[Supplied passage — start]

A Deeper Look at Severe Asthma Yields NET Results

Neutrophil cell (white blood cell) in blood smear, analyze by microscope

A study by investigators at Brigham and Women’s Hospital that models allergic lung inflammation provides new insight into how neutrophil cytoplasts can contribute to asthma severity. The results may have implications for developing drugs for people with severe asthma.

“Asthmatic patients are not identical. Asthma genetics and clinical characterization of patients have provided evidence for differences that have profoundly affected our approach to clinical care,” said corresponding author Bruce Levy, MD, chief of the Division of Pulmonary and Critical Care Medicine and a leader of The Lung Center at Brigham and Women’s Hospital.

Severe asthma affects 10 percent of asthmatics and is poorly responsive to current therapies. Within severe asthma, Levy noted, there are several different molecular immunologic mechanisms.

This study sought to clarify the mechanisms that underlie severe asthma and asthmatic inflammation, first by modeling allergic lung inflammation in a dirty indoor environment. The team exposed a mouse model to a common environmental indoor allergen – house dust mite – as well as to endotoxin, a toxin released by bacterial cells that is also commonly found in dust. Exposure to both stimuli triggered complex lung inflammation, including a phenomenon known as lung NETosis.

In response to inflammatory triggers, white blood cells known as neutrophils form “neutrophil extracellular traps” (NETs). NETosis is the process by which NETs are activated and released. NETs can play a significant role in helping defend a host from invaders, but they can also cause organ injury and inflammation. In so-called “vital NETosis” neutrophils extrude their nuclear material, including DNA, to form NETs and then reseal their membranes to create cytoplasts – cells that lack a nucleus. Levy and colleagues found that in their model, NETosis and cytoplasts appeared to play a key role in triggering and amplifying an allergen-initiated neutrophilic immune response in lung inflammation.

[Supplied passage — finish]
[Entries provided — start]

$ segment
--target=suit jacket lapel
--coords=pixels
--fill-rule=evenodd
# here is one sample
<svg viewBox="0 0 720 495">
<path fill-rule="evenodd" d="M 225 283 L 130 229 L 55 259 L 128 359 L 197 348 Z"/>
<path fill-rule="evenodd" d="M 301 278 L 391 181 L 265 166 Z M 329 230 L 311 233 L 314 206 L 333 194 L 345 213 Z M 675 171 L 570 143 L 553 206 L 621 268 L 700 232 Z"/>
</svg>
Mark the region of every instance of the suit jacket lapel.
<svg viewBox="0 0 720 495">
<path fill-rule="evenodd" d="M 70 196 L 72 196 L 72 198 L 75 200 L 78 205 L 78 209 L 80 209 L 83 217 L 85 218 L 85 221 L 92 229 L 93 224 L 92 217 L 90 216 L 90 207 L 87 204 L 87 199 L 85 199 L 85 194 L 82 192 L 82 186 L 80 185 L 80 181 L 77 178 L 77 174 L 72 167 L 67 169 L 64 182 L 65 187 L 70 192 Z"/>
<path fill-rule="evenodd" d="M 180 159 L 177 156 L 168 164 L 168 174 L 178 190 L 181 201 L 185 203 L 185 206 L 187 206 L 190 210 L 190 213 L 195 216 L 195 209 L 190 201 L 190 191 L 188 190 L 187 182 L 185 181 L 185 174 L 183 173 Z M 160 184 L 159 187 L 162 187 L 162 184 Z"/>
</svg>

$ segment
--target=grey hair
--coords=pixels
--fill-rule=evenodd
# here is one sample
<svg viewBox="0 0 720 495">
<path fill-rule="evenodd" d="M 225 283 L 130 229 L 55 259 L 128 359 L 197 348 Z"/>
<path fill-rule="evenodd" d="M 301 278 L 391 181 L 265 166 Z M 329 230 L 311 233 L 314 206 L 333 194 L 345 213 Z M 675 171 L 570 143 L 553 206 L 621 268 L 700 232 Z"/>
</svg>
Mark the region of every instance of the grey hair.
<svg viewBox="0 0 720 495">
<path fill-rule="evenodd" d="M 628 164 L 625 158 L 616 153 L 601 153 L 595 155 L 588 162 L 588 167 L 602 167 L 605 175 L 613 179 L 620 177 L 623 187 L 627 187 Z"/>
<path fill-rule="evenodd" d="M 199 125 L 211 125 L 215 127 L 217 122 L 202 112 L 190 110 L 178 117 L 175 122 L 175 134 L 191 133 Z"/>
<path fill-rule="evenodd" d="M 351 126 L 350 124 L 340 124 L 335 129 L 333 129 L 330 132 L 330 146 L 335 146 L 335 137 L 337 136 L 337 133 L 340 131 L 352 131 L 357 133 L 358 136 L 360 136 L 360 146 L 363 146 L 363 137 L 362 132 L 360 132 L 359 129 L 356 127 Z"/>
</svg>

[Entries provided — finish]

_Exercises_.
a) Decide whether each statement below agrees with the severe asthma article. Answer yes or no for each, and quote the words of the article that settle it. (i) Severe asthma affects 10 percent of asthmatics. (ii) The mice in the study were exposed only to house dust mite. (iii) Cytoplasts are cells that lack a nucleus.
b) Carry the severe asthma article forward with the next part, starting after its final paragraph.

_Exercise responses_.
a)
(i) Yes: "Severe asthma affects 10 percent of asthmatics"
(ii) No: "The team exposed a mouse model to a common environmental indoor allergen – house dust mite – as well as to endotoxin"
(iii) Yes: "cytoplasts – cells that lack a nucleus"

b)
To determine whether the work translated to humans, the team examined samples of fluid from the lungs of human severe asthma patients and found that a subset of patients had high neutrophil counts and detectable NETs and cytoplasts – important implications for how to design more precise clinical trials for severe asthma treatment. The results were reported in Science Immunology.

Currently, clinical trials for new drugs to treat moderate and severe asthma do not stratify patients by neutrophil count or other important markers of inflammation. The team notes that markers of NETosis – including NETs and cytoplasts in sputum – may provide an opportunity to better tailor trials and treatments in subsets of asthma patients for future clinical research.  Therapies that have been developed for indications other than asthma potentially could hold promise for the sub-group of asthmatics whose lung inflammation is driven by these mechanisms.

For the many other pulmonary conditions that involve neutrophilic inflammation in the lung, these mechanisms may also play a role, Levy noted. “We saw this with severe asthma, but it’s also likely relevant to pneumonia, acute respiratory distress syndrome and chronic obstructive pulmonary disease, especially those with exacerbations.”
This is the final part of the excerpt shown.